- EXERCISE DESCRIPTION -
Collect every line in the entries below that contains the string "chicken", copying each one unchanged. The match is case-sensitive.

--- Begin PROVIDED DATA ---

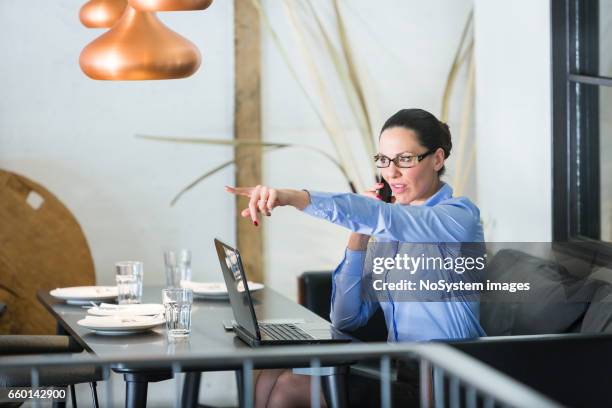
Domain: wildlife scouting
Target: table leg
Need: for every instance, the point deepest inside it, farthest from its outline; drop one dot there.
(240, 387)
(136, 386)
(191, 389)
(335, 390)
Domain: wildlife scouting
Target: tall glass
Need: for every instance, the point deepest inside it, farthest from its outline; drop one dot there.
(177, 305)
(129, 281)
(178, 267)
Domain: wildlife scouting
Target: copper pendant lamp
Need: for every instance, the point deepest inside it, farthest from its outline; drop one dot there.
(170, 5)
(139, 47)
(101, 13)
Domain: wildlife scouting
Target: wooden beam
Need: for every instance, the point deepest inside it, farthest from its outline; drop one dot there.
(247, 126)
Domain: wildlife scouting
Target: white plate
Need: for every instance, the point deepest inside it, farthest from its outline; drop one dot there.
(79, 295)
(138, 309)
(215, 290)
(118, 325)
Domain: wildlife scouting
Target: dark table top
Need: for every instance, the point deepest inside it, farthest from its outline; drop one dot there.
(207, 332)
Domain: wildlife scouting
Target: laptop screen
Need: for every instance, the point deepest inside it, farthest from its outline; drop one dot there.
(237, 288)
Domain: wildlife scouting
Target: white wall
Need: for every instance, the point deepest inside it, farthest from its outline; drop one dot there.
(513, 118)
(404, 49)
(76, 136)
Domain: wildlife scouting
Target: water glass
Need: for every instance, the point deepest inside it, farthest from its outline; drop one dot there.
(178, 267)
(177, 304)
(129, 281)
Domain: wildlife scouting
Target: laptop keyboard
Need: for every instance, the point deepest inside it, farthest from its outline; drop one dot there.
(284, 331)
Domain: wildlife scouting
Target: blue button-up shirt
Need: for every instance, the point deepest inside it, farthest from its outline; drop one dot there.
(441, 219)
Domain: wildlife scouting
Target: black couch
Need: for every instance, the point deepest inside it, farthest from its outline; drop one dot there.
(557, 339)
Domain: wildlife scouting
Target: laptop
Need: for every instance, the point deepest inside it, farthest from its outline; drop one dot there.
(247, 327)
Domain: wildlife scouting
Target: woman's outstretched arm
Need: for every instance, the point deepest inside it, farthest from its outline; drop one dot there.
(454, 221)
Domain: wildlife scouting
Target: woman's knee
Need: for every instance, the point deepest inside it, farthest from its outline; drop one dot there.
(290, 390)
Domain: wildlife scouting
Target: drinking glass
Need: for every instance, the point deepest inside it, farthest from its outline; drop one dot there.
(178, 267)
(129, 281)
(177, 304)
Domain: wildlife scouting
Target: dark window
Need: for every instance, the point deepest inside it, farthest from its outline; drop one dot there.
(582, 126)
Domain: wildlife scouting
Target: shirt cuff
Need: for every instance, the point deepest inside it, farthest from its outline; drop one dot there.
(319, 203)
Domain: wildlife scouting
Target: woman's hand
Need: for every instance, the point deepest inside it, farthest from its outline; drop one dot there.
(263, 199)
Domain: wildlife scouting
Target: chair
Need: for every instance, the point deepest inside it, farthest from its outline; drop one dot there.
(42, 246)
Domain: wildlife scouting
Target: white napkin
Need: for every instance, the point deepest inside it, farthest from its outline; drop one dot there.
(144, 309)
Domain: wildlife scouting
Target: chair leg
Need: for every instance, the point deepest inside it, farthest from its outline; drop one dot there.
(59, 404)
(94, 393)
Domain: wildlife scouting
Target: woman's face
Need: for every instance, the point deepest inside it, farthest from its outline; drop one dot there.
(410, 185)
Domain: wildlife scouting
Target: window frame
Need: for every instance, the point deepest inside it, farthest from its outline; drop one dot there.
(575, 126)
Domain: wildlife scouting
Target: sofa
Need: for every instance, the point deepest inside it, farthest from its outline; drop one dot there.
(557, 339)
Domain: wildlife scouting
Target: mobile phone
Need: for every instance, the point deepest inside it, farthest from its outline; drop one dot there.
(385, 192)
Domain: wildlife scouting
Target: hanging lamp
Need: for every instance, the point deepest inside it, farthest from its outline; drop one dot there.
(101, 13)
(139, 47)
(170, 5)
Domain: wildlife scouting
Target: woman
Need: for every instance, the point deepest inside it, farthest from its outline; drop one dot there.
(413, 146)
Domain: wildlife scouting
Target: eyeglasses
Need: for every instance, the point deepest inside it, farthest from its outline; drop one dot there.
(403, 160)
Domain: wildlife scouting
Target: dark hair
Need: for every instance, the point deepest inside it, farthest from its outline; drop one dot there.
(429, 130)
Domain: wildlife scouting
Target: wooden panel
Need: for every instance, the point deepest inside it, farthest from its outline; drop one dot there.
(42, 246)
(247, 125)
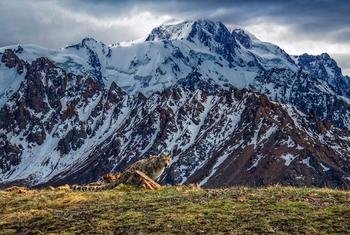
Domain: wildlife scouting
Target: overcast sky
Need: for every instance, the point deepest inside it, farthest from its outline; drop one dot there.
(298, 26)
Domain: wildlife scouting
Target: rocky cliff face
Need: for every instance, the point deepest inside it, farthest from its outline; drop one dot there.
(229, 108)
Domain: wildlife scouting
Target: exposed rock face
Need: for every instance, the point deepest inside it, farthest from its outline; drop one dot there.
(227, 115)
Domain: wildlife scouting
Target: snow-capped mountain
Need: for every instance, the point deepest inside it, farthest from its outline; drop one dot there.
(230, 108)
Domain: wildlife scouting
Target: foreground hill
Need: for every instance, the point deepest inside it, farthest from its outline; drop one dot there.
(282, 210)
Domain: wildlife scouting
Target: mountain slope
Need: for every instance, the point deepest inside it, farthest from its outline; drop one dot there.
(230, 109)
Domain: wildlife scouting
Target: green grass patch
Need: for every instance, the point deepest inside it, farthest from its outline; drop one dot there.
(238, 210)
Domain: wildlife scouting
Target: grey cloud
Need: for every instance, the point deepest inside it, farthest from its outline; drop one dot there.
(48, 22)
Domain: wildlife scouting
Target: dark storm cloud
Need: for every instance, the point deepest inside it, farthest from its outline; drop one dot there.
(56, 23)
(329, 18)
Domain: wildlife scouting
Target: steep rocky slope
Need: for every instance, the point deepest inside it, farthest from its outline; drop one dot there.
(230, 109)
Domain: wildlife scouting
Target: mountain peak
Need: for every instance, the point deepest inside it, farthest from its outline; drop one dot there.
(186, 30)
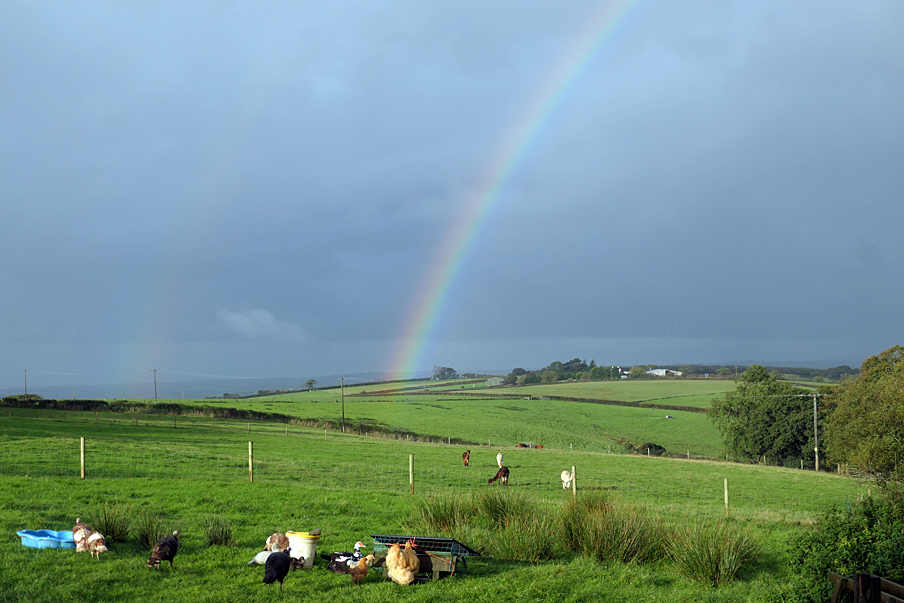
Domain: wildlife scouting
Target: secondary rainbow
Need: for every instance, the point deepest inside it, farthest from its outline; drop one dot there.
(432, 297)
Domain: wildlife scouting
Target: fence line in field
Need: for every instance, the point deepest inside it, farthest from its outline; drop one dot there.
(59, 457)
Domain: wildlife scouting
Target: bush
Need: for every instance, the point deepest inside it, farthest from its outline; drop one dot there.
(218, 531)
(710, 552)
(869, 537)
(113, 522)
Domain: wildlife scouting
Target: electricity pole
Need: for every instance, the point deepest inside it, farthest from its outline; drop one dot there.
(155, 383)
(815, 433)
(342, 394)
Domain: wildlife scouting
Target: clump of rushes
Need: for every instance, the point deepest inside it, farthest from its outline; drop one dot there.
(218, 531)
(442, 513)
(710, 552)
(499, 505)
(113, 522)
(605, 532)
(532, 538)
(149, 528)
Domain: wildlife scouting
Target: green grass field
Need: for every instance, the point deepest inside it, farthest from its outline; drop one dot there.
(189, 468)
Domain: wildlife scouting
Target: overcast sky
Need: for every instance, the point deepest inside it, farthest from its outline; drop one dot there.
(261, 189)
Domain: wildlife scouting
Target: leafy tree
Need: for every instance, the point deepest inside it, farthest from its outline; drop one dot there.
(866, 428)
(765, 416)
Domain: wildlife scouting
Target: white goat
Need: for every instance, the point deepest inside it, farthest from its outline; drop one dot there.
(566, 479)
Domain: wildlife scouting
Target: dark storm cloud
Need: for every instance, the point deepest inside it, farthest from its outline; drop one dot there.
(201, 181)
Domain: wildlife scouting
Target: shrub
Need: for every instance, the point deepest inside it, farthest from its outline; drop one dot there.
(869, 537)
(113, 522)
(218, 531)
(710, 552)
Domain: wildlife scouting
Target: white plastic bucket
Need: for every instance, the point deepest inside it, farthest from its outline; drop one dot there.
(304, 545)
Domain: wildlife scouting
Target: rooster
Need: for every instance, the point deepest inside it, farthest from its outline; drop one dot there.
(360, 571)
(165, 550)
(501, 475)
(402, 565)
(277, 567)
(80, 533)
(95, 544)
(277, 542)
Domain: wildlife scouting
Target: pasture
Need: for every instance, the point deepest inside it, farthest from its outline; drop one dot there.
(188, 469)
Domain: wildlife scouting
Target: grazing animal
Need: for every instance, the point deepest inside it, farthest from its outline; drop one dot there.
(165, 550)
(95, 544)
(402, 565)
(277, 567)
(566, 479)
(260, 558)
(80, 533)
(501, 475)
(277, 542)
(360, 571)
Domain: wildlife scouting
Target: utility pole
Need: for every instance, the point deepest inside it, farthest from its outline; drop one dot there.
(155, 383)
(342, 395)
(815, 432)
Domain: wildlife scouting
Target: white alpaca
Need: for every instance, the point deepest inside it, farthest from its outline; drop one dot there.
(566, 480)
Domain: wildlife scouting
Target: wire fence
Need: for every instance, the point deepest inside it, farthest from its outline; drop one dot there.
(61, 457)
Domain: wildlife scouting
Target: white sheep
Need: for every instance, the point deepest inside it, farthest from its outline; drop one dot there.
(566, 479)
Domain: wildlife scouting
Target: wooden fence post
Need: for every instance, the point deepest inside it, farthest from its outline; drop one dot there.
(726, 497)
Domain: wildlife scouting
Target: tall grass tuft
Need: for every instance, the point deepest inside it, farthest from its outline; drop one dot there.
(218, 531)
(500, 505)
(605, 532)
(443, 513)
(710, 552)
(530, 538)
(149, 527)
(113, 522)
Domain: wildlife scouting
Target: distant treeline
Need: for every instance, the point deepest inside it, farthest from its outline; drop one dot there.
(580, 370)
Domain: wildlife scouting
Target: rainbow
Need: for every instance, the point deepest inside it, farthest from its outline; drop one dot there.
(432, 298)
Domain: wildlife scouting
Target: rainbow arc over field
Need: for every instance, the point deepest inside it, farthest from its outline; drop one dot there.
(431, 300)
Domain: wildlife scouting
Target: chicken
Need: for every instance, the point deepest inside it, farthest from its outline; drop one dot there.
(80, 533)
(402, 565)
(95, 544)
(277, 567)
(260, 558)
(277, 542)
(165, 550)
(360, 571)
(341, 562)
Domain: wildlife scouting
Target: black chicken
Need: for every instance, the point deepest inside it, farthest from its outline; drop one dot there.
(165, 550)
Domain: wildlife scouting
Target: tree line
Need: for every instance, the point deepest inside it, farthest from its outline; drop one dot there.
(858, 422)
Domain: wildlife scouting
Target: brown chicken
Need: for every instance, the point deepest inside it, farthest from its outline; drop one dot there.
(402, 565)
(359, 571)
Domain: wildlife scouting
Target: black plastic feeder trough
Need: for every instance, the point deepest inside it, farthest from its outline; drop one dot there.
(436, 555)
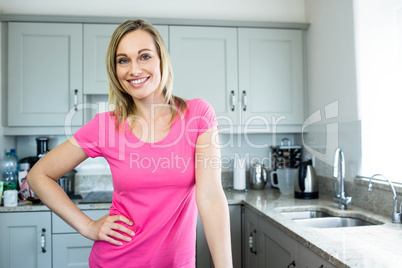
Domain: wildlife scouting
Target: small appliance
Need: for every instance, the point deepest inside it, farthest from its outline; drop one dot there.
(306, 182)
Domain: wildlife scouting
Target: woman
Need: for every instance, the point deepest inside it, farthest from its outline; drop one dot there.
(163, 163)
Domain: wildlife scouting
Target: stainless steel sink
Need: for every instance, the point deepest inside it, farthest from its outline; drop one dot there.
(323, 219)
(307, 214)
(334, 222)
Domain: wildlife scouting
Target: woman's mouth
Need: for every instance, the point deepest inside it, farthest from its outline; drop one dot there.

--- End PROVIDED DATA ---

- ANSWER TO THE EXERCISE -
Target: chicken
Target: black chicken
Target: brown chicken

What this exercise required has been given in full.